>>>>>

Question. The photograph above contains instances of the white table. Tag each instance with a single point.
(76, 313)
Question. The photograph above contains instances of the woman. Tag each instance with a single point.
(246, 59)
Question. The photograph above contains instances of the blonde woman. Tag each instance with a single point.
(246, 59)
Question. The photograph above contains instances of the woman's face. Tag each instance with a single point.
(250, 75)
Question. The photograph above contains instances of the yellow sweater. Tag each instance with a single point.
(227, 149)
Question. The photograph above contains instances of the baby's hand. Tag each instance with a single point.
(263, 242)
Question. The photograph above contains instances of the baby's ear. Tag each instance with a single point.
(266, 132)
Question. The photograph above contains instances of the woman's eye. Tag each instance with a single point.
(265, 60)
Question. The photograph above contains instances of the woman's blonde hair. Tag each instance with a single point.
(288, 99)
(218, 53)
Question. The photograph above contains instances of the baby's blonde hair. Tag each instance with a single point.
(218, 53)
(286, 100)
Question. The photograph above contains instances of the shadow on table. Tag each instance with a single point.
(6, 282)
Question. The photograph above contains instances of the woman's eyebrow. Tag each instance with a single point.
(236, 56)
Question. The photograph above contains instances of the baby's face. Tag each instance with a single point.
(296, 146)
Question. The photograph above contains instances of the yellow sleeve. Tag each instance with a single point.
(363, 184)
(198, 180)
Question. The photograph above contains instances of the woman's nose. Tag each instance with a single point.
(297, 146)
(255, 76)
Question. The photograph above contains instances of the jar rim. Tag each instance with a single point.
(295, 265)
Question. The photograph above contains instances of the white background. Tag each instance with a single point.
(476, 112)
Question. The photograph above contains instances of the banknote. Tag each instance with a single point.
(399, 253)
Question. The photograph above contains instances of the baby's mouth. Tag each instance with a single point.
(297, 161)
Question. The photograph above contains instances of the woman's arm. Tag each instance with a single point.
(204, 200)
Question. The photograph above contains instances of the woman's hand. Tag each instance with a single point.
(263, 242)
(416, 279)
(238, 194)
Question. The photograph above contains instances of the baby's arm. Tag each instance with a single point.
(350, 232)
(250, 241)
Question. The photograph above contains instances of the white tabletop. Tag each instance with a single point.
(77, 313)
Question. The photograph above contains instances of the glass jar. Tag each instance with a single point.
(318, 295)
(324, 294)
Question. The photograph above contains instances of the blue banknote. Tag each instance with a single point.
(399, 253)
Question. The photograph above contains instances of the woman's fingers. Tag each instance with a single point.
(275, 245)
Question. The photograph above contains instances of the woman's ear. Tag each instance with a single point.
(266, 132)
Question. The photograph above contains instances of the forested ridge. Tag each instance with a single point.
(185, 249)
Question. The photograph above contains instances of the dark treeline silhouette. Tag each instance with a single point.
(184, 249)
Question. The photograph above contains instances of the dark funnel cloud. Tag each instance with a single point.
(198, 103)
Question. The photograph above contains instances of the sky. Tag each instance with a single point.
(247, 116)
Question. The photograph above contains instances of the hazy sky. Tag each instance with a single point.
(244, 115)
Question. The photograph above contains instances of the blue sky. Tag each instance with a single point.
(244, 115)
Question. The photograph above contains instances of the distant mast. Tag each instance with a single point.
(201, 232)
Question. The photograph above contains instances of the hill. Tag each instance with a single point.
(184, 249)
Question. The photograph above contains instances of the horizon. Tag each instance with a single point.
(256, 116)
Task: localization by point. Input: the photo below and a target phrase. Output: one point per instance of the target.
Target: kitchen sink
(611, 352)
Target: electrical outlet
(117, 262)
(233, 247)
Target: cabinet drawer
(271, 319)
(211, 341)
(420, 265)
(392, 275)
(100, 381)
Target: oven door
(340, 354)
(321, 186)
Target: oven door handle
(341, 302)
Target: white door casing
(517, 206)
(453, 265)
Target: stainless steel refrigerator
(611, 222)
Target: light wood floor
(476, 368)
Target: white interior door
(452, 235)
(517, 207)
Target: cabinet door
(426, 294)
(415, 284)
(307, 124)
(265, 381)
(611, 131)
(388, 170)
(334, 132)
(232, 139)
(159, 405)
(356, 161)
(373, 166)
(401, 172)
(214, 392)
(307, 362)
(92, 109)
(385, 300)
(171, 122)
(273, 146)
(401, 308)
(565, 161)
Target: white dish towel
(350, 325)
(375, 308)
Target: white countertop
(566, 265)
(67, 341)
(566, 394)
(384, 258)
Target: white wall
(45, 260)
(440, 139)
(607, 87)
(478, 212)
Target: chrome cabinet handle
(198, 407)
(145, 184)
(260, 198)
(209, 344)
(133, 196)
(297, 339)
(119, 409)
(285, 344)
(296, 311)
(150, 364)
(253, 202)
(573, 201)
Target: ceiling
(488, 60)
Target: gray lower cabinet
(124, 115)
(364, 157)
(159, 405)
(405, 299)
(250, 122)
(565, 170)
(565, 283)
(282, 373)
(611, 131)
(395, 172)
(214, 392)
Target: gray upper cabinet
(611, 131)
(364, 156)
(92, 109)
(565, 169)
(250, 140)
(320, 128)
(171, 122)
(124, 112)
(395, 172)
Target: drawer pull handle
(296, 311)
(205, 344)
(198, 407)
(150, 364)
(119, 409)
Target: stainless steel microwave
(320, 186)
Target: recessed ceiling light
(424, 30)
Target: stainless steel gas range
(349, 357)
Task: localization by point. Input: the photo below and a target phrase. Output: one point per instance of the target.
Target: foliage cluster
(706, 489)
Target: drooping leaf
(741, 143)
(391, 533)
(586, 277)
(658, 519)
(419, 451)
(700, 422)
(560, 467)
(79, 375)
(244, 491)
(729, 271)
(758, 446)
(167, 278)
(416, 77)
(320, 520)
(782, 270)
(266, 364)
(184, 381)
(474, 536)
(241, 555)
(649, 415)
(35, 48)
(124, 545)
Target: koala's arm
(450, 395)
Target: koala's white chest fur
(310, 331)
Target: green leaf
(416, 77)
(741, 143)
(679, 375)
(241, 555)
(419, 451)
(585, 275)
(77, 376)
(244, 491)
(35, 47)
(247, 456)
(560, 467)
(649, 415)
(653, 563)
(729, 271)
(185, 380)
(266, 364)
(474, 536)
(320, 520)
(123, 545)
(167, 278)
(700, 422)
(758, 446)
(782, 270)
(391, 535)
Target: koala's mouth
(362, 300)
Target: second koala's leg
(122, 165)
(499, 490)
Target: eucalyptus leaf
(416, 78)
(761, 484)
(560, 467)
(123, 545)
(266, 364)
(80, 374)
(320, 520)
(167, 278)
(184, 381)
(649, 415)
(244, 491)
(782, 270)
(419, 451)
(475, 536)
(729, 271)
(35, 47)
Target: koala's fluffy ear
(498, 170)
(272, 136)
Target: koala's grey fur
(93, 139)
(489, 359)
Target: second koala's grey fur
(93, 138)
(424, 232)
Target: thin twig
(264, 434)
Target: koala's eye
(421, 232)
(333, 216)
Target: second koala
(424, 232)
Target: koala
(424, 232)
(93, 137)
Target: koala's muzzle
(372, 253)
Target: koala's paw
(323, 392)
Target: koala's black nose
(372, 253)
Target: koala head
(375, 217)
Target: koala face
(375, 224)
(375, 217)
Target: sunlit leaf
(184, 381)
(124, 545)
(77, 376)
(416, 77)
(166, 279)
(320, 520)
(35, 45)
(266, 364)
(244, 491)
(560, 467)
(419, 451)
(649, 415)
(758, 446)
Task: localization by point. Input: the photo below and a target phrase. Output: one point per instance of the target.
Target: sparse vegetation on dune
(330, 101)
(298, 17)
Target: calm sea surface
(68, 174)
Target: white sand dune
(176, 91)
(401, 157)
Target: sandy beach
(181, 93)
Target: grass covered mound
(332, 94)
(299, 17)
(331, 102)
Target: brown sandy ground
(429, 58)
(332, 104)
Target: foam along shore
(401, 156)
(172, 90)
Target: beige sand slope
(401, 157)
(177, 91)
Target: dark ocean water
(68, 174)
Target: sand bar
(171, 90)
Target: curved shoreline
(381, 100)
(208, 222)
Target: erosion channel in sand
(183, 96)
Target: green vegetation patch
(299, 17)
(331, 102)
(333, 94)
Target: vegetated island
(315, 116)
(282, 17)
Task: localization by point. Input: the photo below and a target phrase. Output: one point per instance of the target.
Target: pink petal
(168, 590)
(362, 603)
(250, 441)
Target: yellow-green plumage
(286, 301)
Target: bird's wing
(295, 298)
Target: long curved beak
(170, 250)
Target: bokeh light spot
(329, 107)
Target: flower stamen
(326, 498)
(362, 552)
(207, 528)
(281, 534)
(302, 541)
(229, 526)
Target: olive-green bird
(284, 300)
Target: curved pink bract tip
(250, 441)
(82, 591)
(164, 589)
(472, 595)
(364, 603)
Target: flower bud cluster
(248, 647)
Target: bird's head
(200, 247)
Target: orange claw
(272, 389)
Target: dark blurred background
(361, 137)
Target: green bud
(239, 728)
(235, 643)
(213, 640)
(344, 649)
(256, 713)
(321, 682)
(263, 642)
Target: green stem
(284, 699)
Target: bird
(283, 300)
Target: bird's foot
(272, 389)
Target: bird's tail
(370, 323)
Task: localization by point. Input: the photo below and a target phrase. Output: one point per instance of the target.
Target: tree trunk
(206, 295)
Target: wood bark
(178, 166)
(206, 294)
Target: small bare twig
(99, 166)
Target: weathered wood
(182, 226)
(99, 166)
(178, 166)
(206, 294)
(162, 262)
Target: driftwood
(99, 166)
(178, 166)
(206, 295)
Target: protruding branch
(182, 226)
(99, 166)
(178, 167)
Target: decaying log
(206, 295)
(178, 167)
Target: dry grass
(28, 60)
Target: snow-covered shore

<<<<<

| What is expected |
Reproduce the stretch from the line containing "Target: protruding branch" through the last of the lines, both ends included, without any alteration.

| Task answer |
Target: protruding branch
(182, 226)
(99, 166)
(178, 167)
Target: decaying log
(206, 295)
(178, 167)
Target: dry grass
(28, 60)
Target: snow-covered shore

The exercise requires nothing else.